* [What you should do]
An identical copy of all the entries is the required result.

* [Entries shown]
◆ ◆ ◆ ◆
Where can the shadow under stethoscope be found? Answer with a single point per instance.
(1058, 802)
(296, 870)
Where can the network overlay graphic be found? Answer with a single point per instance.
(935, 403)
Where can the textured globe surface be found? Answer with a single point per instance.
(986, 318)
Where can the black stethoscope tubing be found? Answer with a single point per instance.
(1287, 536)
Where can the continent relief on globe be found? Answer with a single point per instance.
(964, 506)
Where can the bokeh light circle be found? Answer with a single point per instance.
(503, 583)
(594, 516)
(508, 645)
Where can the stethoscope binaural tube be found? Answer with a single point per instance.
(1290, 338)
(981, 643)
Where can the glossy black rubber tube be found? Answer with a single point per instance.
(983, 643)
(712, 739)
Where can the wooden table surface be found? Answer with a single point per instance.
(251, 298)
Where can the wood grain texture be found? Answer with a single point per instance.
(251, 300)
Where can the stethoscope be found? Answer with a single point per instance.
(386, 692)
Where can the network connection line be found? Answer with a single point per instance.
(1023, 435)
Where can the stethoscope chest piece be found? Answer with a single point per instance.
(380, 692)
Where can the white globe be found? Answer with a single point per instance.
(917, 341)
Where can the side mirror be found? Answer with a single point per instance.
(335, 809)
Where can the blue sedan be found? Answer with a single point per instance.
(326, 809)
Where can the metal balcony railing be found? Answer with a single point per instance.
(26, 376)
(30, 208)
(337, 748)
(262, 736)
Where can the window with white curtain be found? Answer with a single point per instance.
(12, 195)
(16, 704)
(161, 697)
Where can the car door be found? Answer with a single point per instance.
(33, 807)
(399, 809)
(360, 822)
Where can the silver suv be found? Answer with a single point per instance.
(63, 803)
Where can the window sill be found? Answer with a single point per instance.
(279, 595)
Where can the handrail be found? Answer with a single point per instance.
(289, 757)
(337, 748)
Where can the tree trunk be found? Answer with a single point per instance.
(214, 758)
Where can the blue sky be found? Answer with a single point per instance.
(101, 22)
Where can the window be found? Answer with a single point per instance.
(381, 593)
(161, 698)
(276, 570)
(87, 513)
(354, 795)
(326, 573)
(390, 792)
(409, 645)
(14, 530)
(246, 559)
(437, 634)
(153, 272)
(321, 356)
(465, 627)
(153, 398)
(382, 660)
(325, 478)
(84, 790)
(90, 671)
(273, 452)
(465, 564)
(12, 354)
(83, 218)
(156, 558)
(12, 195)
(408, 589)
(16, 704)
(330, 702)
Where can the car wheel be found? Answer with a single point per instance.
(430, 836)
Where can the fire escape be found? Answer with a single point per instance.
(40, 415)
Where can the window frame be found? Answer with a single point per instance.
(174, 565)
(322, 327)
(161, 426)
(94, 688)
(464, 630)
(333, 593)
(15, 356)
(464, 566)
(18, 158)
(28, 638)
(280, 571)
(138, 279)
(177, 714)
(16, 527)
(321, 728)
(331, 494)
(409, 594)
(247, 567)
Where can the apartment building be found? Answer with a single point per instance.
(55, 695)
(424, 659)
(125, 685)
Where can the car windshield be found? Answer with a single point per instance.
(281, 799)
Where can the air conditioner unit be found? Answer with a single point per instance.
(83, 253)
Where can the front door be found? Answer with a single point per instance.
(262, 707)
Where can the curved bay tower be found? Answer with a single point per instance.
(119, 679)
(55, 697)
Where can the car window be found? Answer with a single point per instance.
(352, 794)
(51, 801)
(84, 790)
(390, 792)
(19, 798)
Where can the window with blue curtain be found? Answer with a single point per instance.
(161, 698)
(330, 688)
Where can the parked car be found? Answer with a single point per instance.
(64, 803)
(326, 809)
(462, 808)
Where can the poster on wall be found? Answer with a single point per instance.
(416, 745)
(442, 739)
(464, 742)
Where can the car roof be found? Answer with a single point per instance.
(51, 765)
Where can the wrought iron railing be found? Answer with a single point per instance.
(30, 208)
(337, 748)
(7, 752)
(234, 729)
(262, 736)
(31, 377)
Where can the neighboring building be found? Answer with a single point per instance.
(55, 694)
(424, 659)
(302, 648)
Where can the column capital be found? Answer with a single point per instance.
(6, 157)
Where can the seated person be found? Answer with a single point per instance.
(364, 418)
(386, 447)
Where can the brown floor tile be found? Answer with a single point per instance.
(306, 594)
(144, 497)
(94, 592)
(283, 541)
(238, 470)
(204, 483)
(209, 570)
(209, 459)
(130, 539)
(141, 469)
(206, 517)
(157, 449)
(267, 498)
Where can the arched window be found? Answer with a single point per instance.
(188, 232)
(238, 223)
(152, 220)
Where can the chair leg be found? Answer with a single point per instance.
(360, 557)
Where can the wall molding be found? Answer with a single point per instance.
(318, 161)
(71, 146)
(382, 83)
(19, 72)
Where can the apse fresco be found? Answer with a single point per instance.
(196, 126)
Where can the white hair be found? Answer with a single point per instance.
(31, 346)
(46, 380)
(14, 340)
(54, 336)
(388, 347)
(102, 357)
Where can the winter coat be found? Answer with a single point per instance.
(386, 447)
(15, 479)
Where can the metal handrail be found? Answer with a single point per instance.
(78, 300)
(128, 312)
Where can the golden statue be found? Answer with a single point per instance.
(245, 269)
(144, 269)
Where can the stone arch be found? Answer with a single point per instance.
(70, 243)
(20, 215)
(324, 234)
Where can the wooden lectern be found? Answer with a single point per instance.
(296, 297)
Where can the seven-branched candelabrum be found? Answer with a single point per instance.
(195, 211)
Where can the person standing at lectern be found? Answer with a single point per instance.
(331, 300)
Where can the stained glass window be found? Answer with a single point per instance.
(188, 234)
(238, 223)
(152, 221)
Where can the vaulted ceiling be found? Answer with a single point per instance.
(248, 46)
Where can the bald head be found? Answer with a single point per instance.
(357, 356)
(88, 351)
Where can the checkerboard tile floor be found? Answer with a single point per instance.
◆ ◆ ◆ ◆
* [Output of the exercise]
Where can the shadow under stethoscope be found? Answer with a single point per instance.
(1058, 802)
(296, 870)
Where can the network overlay graphic be found? Answer with a single point per instance.
(935, 403)
Where can the textured globe surface be found? Answer with a single point per instance.
(986, 318)
Where can the black stethoscope tubing be found? Answer with a single point per instance.
(1287, 536)
Where can the continent relief on globe be found? Answer with a single point per instance.
(964, 506)
Where can the bokeh light circle be found? Answer with a single point per instance.
(503, 583)
(594, 516)
(508, 645)
Where can the stethoscope binaural tube be found? Answer with a single point per instance.
(1290, 338)
(981, 643)
Where can the glossy black rubber tube be found? Answer with a single point per instance.
(983, 643)
(712, 739)
Where can the wooden table surface be found? Answer with a single point per instance.
(251, 298)
Where can the wood grain texture be found? Answer with a single point per instance.
(251, 300)
Where can the stethoscope be found? Answer with a single point per instance.
(386, 692)
Where can the network connection line be found? Answer with a single point per instance.
(1023, 435)
Where can the stethoscope chest piece be found? Answer with a single point per instance.
(380, 692)
Where can the white globe be found? Answer with a single point per instance.
(917, 341)
Where can the side mirror be found? Answer with a single point per instance.
(335, 809)
Where can the blue sedan be found? Answer with a single point per instance.
(326, 809)
Where can the metal balcony railing be found? Answer with a single point per instance.
(26, 376)
(30, 208)
(337, 748)
(262, 736)
Where can the window with white curtain be found? Answer with a single point per instance.
(12, 195)
(16, 704)
(161, 697)
Where can the car door be found? Answer with a single point per instance.
(33, 807)
(399, 809)
(360, 822)
Where can the silver suv be found? Answer with a single point per instance.
(63, 803)
Where can the window sill be found? Answer with a single point per instance.
(279, 595)
Where can the handrail be found? Answer with a single point per instance.
(289, 757)
(337, 748)
Where can the tree trunk be found? Answer with a single point per instance.
(214, 758)
Where can the blue sky be found? Answer with a single point per instance.
(101, 22)
Where can the window be found? Answer with a single point per instance.
(381, 593)
(161, 698)
(276, 570)
(87, 513)
(354, 795)
(326, 573)
(390, 792)
(409, 645)
(14, 530)
(246, 559)
(437, 634)
(153, 272)
(321, 356)
(465, 627)
(153, 398)
(382, 660)
(325, 478)
(84, 790)
(90, 671)
(273, 452)
(465, 564)
(12, 354)
(83, 218)
(156, 558)
(12, 195)
(408, 589)
(16, 704)
(330, 702)
Where can the car wheel be found? Answer with a single point per instance.
(430, 836)
Where can the fire escape be found? Answer with a single point per instance.
(40, 415)
Where can the window frame be found? Answer with a single point per instance.
(174, 565)
(322, 327)
(161, 426)
(94, 688)
(464, 630)
(333, 593)
(15, 356)
(464, 566)
(18, 158)
(28, 638)
(280, 571)
(138, 279)
(177, 714)
(16, 527)
(321, 728)
(331, 494)
(409, 594)
(247, 567)
Where can the apartment building be found? Answer with a single point per instance.
(55, 695)
(424, 659)
(125, 685)
Where can the car windshield be found? Answer with a single point per instance.
(281, 799)
Where can the air conditioner unit be found? Answer with a single point per instance.
(83, 253)
Where can the front door be found? Answer with a single point per instance.
(262, 707)
Where can the curved bay tower be found? Answer with a single point per instance.
(119, 679)
(55, 697)
Where can the car window be found? Answer with a single point per instance.
(352, 794)
(51, 801)
(84, 790)
(390, 792)
(19, 798)
Where can the window with blue curtain be found? Answer with a single point per instance.
(161, 698)
(330, 688)
Where can the parked car be found? Answer with a single point per instance.
(64, 803)
(326, 809)
(462, 808)
Where can the poster on wall be found? Answer with a single point per instance.
(416, 745)
(442, 739)
(464, 742)
Where can the car roof be found? Answer with a single point per instance.
(51, 765)
Where can the wrought iron railing be found? Answer with a single point per instance.
(30, 208)
(337, 748)
(7, 752)
(234, 729)
(262, 736)
(31, 377)
Where can the neighboring building be found? Answer with a single point per instance.
(55, 694)
(424, 659)
(302, 648)
Where can the column capital be found? Answer with a single point per instance.
(6, 157)
Where can the seated person be found? Answer with a single point per instance.
(364, 418)
(386, 447)
Where can the brown floor tile be found? Answer with a single point per instance.
(306, 594)
(144, 497)
(94, 592)
(283, 541)
(238, 470)
(204, 483)
(209, 570)
(209, 459)
(130, 539)
(141, 469)
(206, 517)
(157, 449)
(267, 498)
Where can the arched window be found? Answer with a single point per instance.
(188, 232)
(238, 223)
(152, 220)
Where can the chair leg be found? Answer with a single point per instance.
(360, 557)
Where can the wall molding be found? Answer with a single point per instance.
(318, 161)
(71, 146)
(382, 83)
(19, 72)
Where can the apse fresco be found? Answer with a single point per instance.
(196, 126)
Where can the white hair be found? Answer with a single point per instance.
(31, 346)
(46, 380)
(14, 340)
(54, 336)
(388, 347)
(102, 357)
Where can the winter coat be found? Answer with a single point per instance.
(386, 447)
(15, 479)
Where can the metal handrail be found? Answer with a single point per instance.
(78, 300)
(128, 312)
Where can the golden statue be found? Answer with a single point per instance.
(245, 269)
(144, 269)
Where can the stone arch be found? Answer with a single point per instance.
(70, 243)
(20, 215)
(324, 234)
Where can the wooden lectern be found? Answer with a single point per instance.
(296, 297)
Where can the seven-branched candelabrum be found? Answer with a single point per instance.
(195, 211)
Where can the person standing at lectern be found? Answer with a single point per instance.
(331, 300)
Where can the stained glass window be found? Answer with a single point per instance.
(188, 234)
(238, 223)
(152, 221)
Where can the vaulted ceiling be found? Answer with a single point per instance.
(248, 46)
Where can the bald head be found? Answer with a single point per instance.
(357, 356)
(88, 351)
Where can the checkerboard tile floor be found? Answer with a single point per instance.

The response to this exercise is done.